*Task list*.
1 – Please extract the passage from "Does this hold" to "Score is 70-0')" in the text on the coin-flipping game predictions.
2 – In the text on the coin-flipping game predictions, roughly what win rate should the first-move probabilities show?
3 – Carry on the text on the coin-flipping game predictions from the point where it stops.

*Text*.

It is obvious, though, that these probabilities are not very accurate, as the win rate should be roughly 60%. However, these only account for the first of a few hundred moves, so the network isn't trying to fit these values any harder than any other ones, making them more prone to error.
Does this hold up if player 1 is ahead a bit?
preds = game_ai.predict([np.asarray([[0.3,0.0] + onehot_vector(8, N)]) for N in range(8)]) print preds plot_preds(preds, 'Probability of Player 2 Winning if Score is 30-0')
[ 0.08885646 0.39257035 0.23592898 0.23587571 0.23701109 0.2840803 0.39622968 0.92520273]
Yes, at the point that player 1 has 30 points and player 2 has 0, it will switch to flipping 8 coins,as well. Directionally, this makes sense, as flipping 8 coins is not a bad idea when you are behind, but the probability of 0.925 is way too high.
preds = game_ai.predict([np.asarray([[0.7,0.0] + onehot_vector(8, N)]) for N in range(8)]) print preds plot_preds(preds, 'Probability of Player 2 Winning if Score is 70-0')
[ 0.00214306 0.01176638 0.00579521 0.00558263 0.01811657 0.01701191 0.02407223 0.05771782]
When player 1 has 70 points, the only chances of player 2 are winning involve flipping 8 coins, and the probability is actually a bit more realistic this time.

*Supplied information*.
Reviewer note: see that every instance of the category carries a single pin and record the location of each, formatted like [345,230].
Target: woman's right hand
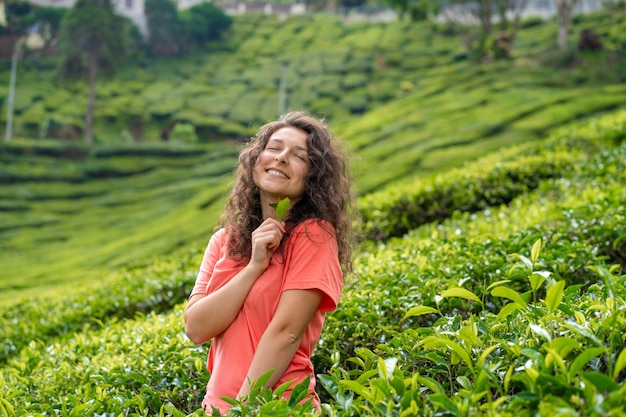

*Answers to the exercises*.
1 –
Does this hold up if player 1 is ahead a bit?
preds = game_ai.predict([np.asarray([[0.3,0.0] + onehot_vector(8, N)]) for N in range(8)]) print preds plot_preds(preds, 'Probability of Player 2 Winning if Score is 30-0')
[ 0.08885646 0.39257035 0.23592898 0.23587571 0.23701109 0.2840803 0.39622968 0.92520273]
Yes, at the point that player 1 has 30 points and player 2 has 0, it will switch to flipping 8 coins,as well. Directionally, this makes sense, as flipping 8 coins is not a bad idea when you are behind, but the probability of 0.925 is way too high.
preds = game_ai.predict([np.asarray([[0.7,0.0] + onehot_vector(8, N)]) for N in range(8)]) print preds plot_preds(preds, 'Probability of Player 2 Winning if Score is 70-0')

2 – Roughly 60%.

3 –
Note that the above probabilities are heavily skewed to conform to the playstyle that would lead the computer to make those moves. That is, the winning probabilities are strongly associated with the probabilities that the AI had when it was more likely to make that move. If a move fell out of favor as the AI was trained, then the probability is more likely to remain low for that move, since the row representing that move will have fewer rows like it as training goes on.
preds = game_ai.predict([np.asarray([[0.2,0.5] + onehot_vector(8, N)]) for N in range(8)]) print preds plot_preds(preds, 'Probability of Player 2 Winning if Score is 20-50')
[ 0.99555379 0.99934679 0.99897337 0.99951446 0.99727803 0.99735212 0.99660122 0.99989069]
Similarly, when player 2 is ahead, the probabilities are skewed towards taking the AI's behavior into account. Additionally, many of these states are unlikely, so the probabilties probably don't affect what it does too much.
These probabilities rely too much on the training data, since neural networks tend to fit odd patterns with data that is not very similar to training data. Because there is a strong correlation between what moves the AI makes, statistical inference is not very meaningful when it comes to these probabilities.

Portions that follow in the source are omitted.